- TEXTAUSZUG -
'''

Lesedauer: 5 Minuten

Zu Hause zwei Sprachen sprechen: Ist das für Kinder eher Vorteil oder Nachteil? Und was, wenn man selber nur eine Sprache spricht und sich für sein Kind eine Zweitsprache wünscht? Entwicklungspsychologin Anja Gampe erklärt, wie Zweisprachigkeit klappt – und räumt mit Vorurteilen auf. 

«Kann ich das Eau haben, bittöplä?» Die fünfjährige Leonie wächst mit zwei Muttersprachen auf. Ihre Mutter spricht Schweizerdeutsch, ihr Vater Französisch. Früher hat Leonie die 
beiden Sprachen noch oft vermischt und ihre Eltern mit charmanten 
Eigenkreationen unterhalten wie «bittöplä» – einer Mischung aus «bitte» und «s’il te plaît». 

Heute, im Kinder­garten, kann das Kind die beiden Sprachen problemlos trennen und spricht im Alltag auch ihre schwächere Sprache Französisch fliessend und gut.

In vielen Familien werden mehrere Sprachen gesprochen. Im Kanton Zürich spricht rund die Hälfte aller Kindergartenkinder eine andere Erstsprache als Deutsch. Laut 
Bundesamt für Statistik ist die Tendenz zu Mehrsprachigkeit bei Kindern in der gesamten Schweiz steigend. 

Früher hatten zweisprachige Kinder vor allem in der Schule mit vielen Vorurteilen zu kämpfen: Keine Sprache beherrschten sie richtig, schon gar nicht schriftlich, hiess es. Wir haben bei der Entwicklungspsychologin Anja Gampe von der Universität Zürich nachgefragt. 

Frau Gampe, wird es Leonie später schwerer haben als ihre einsprachigen Schulkolleginnen und -kollegen?

Von diesem Vorurteil ist man abgekommen. Kinder können ohne Weiteres zwei Sprachen gleichzeitig lernen oder aber eine Muttersprache und gleichzeitig eine weitere, zuerst schwächere Sprache lernen. Natürlich gibt es Kinder, die sich schwerer tun mit einer Sprache und die vielleicht später auch in der Schule Mühe haben in diesem Bereich. Das ist aber abhängig vom Kind und seinen Fähigkeiten und nicht davon, wie viele Sprachen es spricht. So kann es auch in einer zweisprachigen Familie vorkommen, dass sich ein Kind total wohlfühlt mit den beiden Sprachen, während das andere Kind eine der Sprachen verweigert. 

Ein Vorurteil war, dass zweisprachige Kinder Mühe haben in der Rechtschreibung oder im Diktat. Ist das noch immer so?

Nein. Dieses Vorurteil ist widerlegt. Vielleicht wird Leonie wirklich nie tolle Diktate schreiben – das allerdings nicht aufgrund ihrer Bilingualität, sondern weil ihr Flair für Rechtschreibung noch nicht so ausgeprägt ist. 

Heisst das, ein Kind kann beliebig viele Sprachen lernen? Gibt es da nicht irgendwann ein Chaos im Kopf?

'''

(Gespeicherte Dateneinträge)
'''

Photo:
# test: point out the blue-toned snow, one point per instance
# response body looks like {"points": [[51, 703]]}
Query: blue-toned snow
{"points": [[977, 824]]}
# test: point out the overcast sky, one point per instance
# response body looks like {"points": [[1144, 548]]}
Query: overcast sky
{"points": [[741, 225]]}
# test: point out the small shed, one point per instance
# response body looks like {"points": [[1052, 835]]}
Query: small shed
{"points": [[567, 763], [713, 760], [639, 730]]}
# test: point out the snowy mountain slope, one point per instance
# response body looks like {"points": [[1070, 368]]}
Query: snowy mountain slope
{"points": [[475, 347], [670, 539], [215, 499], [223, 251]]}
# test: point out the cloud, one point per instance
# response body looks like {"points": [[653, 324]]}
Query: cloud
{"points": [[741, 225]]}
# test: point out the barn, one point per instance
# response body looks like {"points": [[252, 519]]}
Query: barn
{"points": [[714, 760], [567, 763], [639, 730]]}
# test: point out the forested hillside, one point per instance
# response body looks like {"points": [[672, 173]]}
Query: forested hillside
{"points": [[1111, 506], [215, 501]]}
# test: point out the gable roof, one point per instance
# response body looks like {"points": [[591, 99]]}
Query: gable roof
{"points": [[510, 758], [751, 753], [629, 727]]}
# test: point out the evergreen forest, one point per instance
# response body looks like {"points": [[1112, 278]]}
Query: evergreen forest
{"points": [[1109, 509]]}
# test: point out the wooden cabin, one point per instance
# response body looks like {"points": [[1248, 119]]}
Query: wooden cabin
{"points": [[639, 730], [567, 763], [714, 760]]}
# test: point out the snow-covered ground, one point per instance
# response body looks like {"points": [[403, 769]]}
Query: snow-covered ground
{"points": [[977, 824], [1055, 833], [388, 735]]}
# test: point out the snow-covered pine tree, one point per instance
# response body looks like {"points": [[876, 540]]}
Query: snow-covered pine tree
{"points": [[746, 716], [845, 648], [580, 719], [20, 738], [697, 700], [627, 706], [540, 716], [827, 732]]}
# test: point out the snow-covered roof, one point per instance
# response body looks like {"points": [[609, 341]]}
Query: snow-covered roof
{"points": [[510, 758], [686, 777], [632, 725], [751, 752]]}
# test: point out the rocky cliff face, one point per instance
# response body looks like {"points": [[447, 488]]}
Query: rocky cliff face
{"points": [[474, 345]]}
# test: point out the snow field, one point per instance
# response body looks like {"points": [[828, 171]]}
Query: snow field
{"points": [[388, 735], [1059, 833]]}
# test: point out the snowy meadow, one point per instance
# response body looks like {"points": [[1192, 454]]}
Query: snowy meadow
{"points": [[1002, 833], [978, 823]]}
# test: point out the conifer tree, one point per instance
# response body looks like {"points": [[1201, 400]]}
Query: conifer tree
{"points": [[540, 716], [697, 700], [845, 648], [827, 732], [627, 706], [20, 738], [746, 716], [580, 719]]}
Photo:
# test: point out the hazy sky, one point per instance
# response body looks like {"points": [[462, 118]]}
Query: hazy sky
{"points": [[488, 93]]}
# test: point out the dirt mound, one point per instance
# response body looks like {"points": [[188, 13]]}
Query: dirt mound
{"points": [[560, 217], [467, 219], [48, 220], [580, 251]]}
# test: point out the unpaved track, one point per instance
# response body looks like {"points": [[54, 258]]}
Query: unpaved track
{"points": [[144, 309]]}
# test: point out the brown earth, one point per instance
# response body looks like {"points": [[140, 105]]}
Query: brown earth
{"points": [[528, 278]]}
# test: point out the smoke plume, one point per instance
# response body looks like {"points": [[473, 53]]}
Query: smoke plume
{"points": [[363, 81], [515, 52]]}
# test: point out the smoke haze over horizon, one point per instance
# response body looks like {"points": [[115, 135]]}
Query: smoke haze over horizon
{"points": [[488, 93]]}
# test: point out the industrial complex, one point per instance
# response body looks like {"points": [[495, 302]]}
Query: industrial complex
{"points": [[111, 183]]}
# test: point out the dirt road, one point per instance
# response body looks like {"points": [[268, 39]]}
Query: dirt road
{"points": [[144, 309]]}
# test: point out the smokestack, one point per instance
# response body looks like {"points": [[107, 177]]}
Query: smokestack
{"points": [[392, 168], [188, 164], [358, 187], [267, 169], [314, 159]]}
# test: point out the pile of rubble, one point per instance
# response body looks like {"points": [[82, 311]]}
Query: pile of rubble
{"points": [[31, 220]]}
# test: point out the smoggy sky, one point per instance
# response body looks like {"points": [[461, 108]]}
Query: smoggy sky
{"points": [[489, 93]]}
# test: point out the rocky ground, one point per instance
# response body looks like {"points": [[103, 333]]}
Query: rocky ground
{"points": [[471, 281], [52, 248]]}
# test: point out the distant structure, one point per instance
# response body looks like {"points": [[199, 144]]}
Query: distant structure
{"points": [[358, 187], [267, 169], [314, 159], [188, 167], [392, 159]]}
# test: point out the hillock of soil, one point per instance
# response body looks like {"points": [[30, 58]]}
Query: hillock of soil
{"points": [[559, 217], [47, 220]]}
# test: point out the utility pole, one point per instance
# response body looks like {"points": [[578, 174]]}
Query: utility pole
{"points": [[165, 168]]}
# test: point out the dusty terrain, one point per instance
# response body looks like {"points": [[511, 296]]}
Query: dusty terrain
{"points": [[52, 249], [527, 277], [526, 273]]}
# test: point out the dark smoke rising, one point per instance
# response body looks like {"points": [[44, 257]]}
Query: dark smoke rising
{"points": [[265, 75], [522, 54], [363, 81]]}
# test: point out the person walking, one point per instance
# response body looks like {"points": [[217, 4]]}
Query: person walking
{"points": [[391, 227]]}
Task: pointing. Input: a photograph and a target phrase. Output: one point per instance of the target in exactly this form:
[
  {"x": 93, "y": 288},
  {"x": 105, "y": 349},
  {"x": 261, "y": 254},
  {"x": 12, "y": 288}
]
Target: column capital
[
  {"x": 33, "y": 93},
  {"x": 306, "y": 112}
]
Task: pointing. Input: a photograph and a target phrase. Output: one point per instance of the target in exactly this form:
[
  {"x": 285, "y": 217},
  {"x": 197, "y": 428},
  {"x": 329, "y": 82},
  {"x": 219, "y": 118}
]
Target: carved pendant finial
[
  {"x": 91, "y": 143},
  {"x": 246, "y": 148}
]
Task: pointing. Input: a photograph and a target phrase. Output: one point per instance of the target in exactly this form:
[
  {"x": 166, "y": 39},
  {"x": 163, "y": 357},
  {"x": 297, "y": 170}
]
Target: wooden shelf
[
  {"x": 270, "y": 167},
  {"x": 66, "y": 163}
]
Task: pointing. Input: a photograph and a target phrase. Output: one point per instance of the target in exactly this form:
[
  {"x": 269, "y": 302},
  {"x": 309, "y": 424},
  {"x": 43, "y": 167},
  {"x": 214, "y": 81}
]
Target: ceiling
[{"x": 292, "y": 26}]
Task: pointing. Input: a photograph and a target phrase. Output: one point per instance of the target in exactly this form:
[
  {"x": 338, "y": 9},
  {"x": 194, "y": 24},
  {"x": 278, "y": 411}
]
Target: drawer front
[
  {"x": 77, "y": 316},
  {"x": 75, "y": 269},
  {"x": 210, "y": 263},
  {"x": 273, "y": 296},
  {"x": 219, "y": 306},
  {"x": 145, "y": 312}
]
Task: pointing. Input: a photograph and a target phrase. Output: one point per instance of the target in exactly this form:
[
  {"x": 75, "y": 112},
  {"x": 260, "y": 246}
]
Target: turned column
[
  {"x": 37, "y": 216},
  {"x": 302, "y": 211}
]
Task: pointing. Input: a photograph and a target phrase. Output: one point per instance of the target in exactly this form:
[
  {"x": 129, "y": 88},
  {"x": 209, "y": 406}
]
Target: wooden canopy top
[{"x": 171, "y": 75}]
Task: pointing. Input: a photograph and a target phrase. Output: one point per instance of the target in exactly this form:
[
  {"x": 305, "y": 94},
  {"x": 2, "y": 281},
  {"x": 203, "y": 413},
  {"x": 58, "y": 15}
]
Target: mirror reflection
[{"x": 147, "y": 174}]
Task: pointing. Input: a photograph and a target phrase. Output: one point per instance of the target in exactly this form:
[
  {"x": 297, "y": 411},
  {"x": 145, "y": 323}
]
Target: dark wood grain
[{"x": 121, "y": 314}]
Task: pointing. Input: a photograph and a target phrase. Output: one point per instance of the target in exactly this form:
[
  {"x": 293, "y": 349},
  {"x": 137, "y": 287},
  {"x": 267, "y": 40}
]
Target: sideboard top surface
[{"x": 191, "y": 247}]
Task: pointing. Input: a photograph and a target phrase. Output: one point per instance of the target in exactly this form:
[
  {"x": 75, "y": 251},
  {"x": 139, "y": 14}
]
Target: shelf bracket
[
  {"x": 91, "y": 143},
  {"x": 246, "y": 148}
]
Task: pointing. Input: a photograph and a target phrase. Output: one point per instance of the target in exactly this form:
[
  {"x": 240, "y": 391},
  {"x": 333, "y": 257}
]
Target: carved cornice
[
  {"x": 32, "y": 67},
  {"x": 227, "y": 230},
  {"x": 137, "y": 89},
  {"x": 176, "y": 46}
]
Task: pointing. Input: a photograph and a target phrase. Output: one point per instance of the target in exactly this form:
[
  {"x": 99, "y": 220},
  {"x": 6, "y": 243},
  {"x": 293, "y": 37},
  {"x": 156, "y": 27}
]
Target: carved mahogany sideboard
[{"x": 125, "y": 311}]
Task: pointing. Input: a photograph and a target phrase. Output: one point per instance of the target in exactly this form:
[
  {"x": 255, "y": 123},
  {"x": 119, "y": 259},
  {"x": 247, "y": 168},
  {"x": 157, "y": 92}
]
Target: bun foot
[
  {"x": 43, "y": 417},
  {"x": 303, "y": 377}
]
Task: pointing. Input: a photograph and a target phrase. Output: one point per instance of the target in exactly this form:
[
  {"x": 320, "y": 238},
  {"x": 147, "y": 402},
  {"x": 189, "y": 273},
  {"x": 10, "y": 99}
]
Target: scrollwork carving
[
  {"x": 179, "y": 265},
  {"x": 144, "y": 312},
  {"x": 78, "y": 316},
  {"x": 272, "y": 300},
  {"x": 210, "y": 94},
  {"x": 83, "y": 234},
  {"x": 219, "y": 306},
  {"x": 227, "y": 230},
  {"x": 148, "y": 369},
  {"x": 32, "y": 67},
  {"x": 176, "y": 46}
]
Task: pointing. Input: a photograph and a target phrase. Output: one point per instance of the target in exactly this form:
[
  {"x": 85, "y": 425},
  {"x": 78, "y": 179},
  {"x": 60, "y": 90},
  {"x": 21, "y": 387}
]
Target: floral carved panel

'''

- ZU ERLEDIGENDE ARBEITEN -
1. Gib aus dem Textauszug über Zweisprachigkeit bei Kindern den Abschnitt wortgetreu zurück, beginnend bei „Zu Hause zwei“ und endend bei „mit Vorurteilen auf.“.
2. Führe den Text über Zweisprachigkeit bei Kindern im Anschluss an seinen letzten Satz weiter.

- ERGEBNISSE -
1.
Zu Hause zwei Sprachen sprechen: Ist das für Kinder eher Vorteil oder Nachteil? Und was, wenn man selber nur eine Sprache spricht und sich für sein Kind eine Zweitsprache wünscht? Entwicklungspsychologin Anja Gampe erklärt, wie Zweisprachigkeit klappt – und räumt mit Vorurteilen auf.

2.
Das hängt von den jeweiligen Sprachen und vom Kind ab. Je unterschiedlicher die Sprachen, desto länger dauert das Lernen. Zweisprachige Kinder fangen manchmal auch später an mit Sprechen, vermischen anfangs die verschiedenen Sprachen oder können gewisse Dinge nur in einer Sprache benennen. Und doch: Das berüchtigte «Chaos im Kopf» gibt es nicht.

Welches sind nach dem aktuellen Stand der Forschung die Vorteile eines zweisprachigen Kindes?

Ein zweisprachiges Kind hat pro Sprache meist weniger Wörter zur Auswahl als ein einsprachiges Kind, es achtet sich also vermehrt auf andere Kommunikationssignale, es ist kommunikativ flexibler. Nonverbale Zeichen wie Gestik sind wichtiger, und bilinguale Kinder nutzen mehr Kommunikationsstrategie als einsprachige. Wir haben aktuell gerade erforscht, dass zweisprachige Kinder besser mit Missverständnissen umgehen können. Sie sind durch die verschiedenen Sprachsituationen gewohnt, dass sie etwas nicht verstehen oder auch selber nicht verstanden werden und gehen versierter mit schwierigen Kommunikationssituationen um als einsprachige Kinder.

Welche Fertigkeiten hat ein zwei­sprachiges Kind sonst noch?

Ein zweisprachiges Kind lernt Strukturen besser und ist zudem geübter in der visuellen Perspektivenübernahme. Es kann sich besser in eine andere Person hineinversetzen und  in das, was diese sieht. Es gibt diese berühmte Studie der Universität Chicago, bei der Kinder unterschiedlich grosse Spielzeugautos verschieben sollten. Die Autos waren teilweise ausserhalb des Sichtfeldes des Erwachsenen, der die Anweisung gab – die Kinder sahen sie jedoch alle. Die zweisprachigen Kinder versetzten sich besser in die andere Person und ihre Perspektive, während einsprachige Kinder meist nur von sich und ihrer Sicht ausgingen. 

Gibt es denn auch Nachteile? Langweilt sich ein zweisprachiges Kind 
beispielsweise später im Unterricht, wenn es die Sprache schon kann? 

Nein, da muss man sich überhaupt keine Sorgen machen. Die Schule ist heute so aufgebaut, dass jedes Kind da abgeholt wird, wo es gerade steht. Und auch ein Kind, das eine Sprache schon gut beherrscht, kennt meist die Regeln der Sprache nicht im Detail. Auch jemand mit deutscher Muttersprache weiss ja zuerst einmal nicht, was das Plusquamperfekt ist.

Spielt das Alter des Kindes beim Erlernen der Sprache eine Rolle?

Je jünger, desto einfacher ist es, eine Sprache zu lernen. Man hat noch nicht so viel Lebenszeit mit einer Sprache verbracht, es gibt noch gut Platz für eine weitere.

Viele Sprachen zu beherrschen, ist in der Berufswelt sehr gefragt. Was sollen Eltern tun, wenn man selber nur eine Sprache spricht, sein Kind aber gerne zweisprachig aufwachsen lassen möchte?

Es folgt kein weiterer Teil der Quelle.